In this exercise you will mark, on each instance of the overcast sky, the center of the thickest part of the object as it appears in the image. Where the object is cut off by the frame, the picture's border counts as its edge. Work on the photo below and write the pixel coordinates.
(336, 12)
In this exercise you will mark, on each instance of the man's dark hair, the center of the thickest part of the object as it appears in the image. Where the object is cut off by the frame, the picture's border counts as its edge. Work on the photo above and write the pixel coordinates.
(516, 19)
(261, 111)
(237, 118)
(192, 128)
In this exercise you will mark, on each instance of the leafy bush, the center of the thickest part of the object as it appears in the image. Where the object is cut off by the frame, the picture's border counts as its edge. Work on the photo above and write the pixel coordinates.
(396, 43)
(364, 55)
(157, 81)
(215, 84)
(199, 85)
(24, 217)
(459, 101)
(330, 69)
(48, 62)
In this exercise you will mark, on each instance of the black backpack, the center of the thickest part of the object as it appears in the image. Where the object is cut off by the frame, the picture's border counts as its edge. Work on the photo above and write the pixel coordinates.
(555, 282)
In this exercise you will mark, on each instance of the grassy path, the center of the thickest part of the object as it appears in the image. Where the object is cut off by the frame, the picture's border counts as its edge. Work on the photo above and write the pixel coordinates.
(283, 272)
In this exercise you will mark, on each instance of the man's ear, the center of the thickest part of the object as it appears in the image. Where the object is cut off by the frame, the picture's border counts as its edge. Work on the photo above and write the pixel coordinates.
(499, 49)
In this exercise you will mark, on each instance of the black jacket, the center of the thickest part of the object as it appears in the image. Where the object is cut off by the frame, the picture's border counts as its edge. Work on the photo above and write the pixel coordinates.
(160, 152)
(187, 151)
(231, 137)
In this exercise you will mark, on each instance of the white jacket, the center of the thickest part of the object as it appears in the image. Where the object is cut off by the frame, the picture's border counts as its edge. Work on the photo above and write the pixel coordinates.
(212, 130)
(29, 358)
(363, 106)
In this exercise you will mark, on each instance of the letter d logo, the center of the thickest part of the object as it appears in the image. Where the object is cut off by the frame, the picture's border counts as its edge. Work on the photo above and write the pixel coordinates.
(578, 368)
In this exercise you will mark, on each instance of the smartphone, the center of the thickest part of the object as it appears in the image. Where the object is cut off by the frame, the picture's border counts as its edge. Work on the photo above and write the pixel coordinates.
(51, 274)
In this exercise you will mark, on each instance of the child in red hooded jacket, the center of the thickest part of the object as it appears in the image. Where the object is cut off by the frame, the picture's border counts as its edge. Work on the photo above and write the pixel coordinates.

• • • • • • •

● **TO DO**
Rewrite the lines above, putting "widest part" wherever "thickest part" appears and leaving everything else unchanged.

● **SOLVED PROBLEM**
In this exercise you will mark, on each instance of the overcast sky, the center of the widest part of the object as it appears in the image. Where the object is cut off by the frame, the picture's border counts as its edge. Work on the photo below and write the pixel coordinates.
(336, 12)
In this exercise you will mark, on each instance of the man's dark hair, the center of the widest part of the object as it appears in the image. Where the object is cut off by the frame, the picture's border counts as its edge. Work on the photo above and write the pixel coordinates.
(516, 19)
(261, 111)
(237, 118)
(192, 128)
In this exercise you will mark, on each instance of the leafy bush, the center of the widest part of the object as it appears in the image. Where the object is cut off by the frame, the picture's border counts as its edge. Work on the photo above and write the pixel coordinates.
(396, 43)
(364, 55)
(157, 81)
(215, 84)
(199, 85)
(24, 217)
(459, 101)
(330, 69)
(48, 62)
In this exercise you will mark, on each instance of the black backpack, the center of the widest part of the object as it appears in the image. Where the object is cut off by the frame, the picture's border counts as its edge. Work on the photo above and write the pixel coordinates.
(555, 282)
In this exercise you will mark, on each instance of the grassy path, the center of the widest part of the object as it appears in the image. Where the object is cut off by the frame, the picture's border counts as its edge. Work on the photo above and write the pixel coordinates.
(283, 272)
In this exercise you will mark, on each instance of the man's ear, the center of the widest part of the object as it appears in the image. Where the object is cut off by the frame, the picture's border counts as its edge. Work on the photo above and write the pixel coordinates.
(499, 49)
In this exercise you will mark, on each instance of the black jacket, the center of the widest part of the object as it appears in the image. Where the object is cut off by the frame, the picture's border counts as its edge. Work on the photo above and write the pixel coordinates.
(160, 152)
(187, 151)
(231, 137)
In this exercise you will mark, on each instance of the white jacket, the center of the widest part of the object as it appears in the image. Where the object is cut off by the frame, the picture's border counts as its edge. Work on the photo above and write the pixel coordinates.
(212, 130)
(29, 358)
(363, 106)
In this exercise you will mark, on each instance of the letter d logo, the center of the widest part of the object as it appears in the image. Where the object is cut off by the frame, the picture's border counts as its edge. Work on the photo above and write the pixel coordinates.
(578, 368)
In this exercise you will mark, on each instance of the smartphone, the center of the widest part of the object as it appears in the image. Where the object is cut off by the frame, the picture's border counts as its edge. Work on the photo above and write the pixel coordinates.
(51, 274)
In this exercise you will mark, on each instance of the child in red hooded jacket, the center of the widest part of the object as it appears in the image. Where the object is cut off by the frame, the picture's border counts as its edge. Work on the photo above and write the pixel coordinates.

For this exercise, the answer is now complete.